- _文書_:
★ ★ ★ ★ ★
【為替本日の注目点】米雇用期待でドル反発、センチメント急変注意
NY市場
ドル円は朝方119円台前半まで売られたものの、4週間平均の失業保険申請件数が約15年ぶりの低水準だったことで、今夜の雇用統計に対する楽観的な見方が広がり、119円台後半まで反発。ドルが買われたことで、ユーロドルは3日ぶりに反落。欧州時間には1.13台後半までユーロ高が進んだが、その後1.12台半ばまで売られる。
英国総選挙で、与党保守党が最大議席を確保できるとの報道に、ポンド円は184円台後半まで急反発。株価は反発。アリババの決算を好感し、主要3指数は揃って上昇。ダウは82ドル高。債券相場も反発。世界的な債券売りの流れも一服し長期金利は2.17%台まで低下。金、原油は共に下落。
★ ★ ★ ★ ★
- _指示 1_: 為替市況の記事では、長期金利はどの水準まで低下したとされているか。
- _指示 2_: 為替市況の記事を、最後の文の後から書き継ぐこと。
★ ★ ★ ★ ★
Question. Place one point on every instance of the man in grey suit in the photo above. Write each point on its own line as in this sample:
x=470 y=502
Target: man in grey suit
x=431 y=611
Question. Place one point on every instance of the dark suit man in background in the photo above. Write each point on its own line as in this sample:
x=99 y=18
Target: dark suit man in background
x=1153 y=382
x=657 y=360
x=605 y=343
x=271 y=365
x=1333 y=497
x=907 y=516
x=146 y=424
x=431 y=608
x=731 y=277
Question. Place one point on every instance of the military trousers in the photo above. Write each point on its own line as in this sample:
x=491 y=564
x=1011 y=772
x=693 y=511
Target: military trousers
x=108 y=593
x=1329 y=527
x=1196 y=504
★ ★ ★ ★ ★
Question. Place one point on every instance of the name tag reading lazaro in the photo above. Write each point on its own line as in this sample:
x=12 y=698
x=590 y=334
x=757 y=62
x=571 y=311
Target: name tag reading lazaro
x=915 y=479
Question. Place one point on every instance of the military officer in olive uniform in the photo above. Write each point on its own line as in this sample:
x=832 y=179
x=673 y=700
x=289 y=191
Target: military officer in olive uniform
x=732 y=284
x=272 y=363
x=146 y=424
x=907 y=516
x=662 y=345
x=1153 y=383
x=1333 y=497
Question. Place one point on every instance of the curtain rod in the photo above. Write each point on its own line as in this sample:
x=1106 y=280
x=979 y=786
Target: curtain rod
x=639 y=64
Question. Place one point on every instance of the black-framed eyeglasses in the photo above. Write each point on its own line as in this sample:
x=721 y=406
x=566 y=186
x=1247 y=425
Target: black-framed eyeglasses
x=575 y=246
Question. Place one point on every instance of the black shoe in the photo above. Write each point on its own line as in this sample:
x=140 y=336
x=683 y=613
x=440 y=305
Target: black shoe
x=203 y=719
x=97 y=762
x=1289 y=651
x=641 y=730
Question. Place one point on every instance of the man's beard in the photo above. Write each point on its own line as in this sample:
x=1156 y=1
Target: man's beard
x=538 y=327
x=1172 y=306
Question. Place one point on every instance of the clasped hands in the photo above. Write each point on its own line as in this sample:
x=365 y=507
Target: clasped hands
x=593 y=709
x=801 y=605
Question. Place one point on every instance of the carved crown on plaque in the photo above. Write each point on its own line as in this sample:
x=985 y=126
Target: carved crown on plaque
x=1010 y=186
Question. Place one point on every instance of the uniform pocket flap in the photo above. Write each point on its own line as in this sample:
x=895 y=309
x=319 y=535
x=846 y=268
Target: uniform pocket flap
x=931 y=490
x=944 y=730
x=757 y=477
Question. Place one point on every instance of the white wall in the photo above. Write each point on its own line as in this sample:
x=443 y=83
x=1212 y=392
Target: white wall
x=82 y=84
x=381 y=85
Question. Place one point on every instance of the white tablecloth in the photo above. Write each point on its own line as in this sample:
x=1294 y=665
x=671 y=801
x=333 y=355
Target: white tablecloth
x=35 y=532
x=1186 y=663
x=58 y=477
★ ★ ★ ★ ★
- _出力 1_: 2.17%台まで低下した。

- _出力 2_:
3月消費者信用残高 → 205.2億ドル
新規失業保険申請件数 → 26.5万件
ドル/円 119.12 ~ 119.86
ユーロ/ドル 1.1237~ 1.1313
ユーロ/円 134.19 ~ 135.13
NYダウ +82.08 → 17,924.06ドル
GOLD -8.10 → 1,182.20ドル
WTI -1.99 → 58.92ドル
米10年国債 -0.074 → 2.178%
本日の注目イベント
中 中国 3月貿易収支
独 独3月鉱工業生産
独 独3月貿易収支
米 4月雇用統計
加 カナダ4月住宅着工件数
加 カナダ4月失業率
前日の「イエレン発言」で急落した株式と債券の下落も一服。発表された新規失業保険申請件数も減少し、4週間平均では15年ぶりの低水準だったことから、今夜の雇用統計でも20万人を超える増加が期待できるなど、楽観的な見方が広がりました。ドル円は欧州からNYの朝方にかけては「ややドル安傾向」が強まっていたが、良好な指標と株高に119円台後半までドルが買い戻されています。
前日イエレンFRB議長が講演で、株価が高すぎることと、FRBが利上げを開始したら、長期期金利が急騰するリスクがあると発言したことで、「株安、債券安」が世界的に進んでいたが、この日は両市場とも落ち着きを取り戻し反発しました。特に、急落したドイツ国債が反発したことで、買い戻しが急速に進んだユーロも売られ、「ドル高ユーロ安」の流れに戻っています。ドル円もこうした流れに、円が売られドルが買い戻されたと言えます。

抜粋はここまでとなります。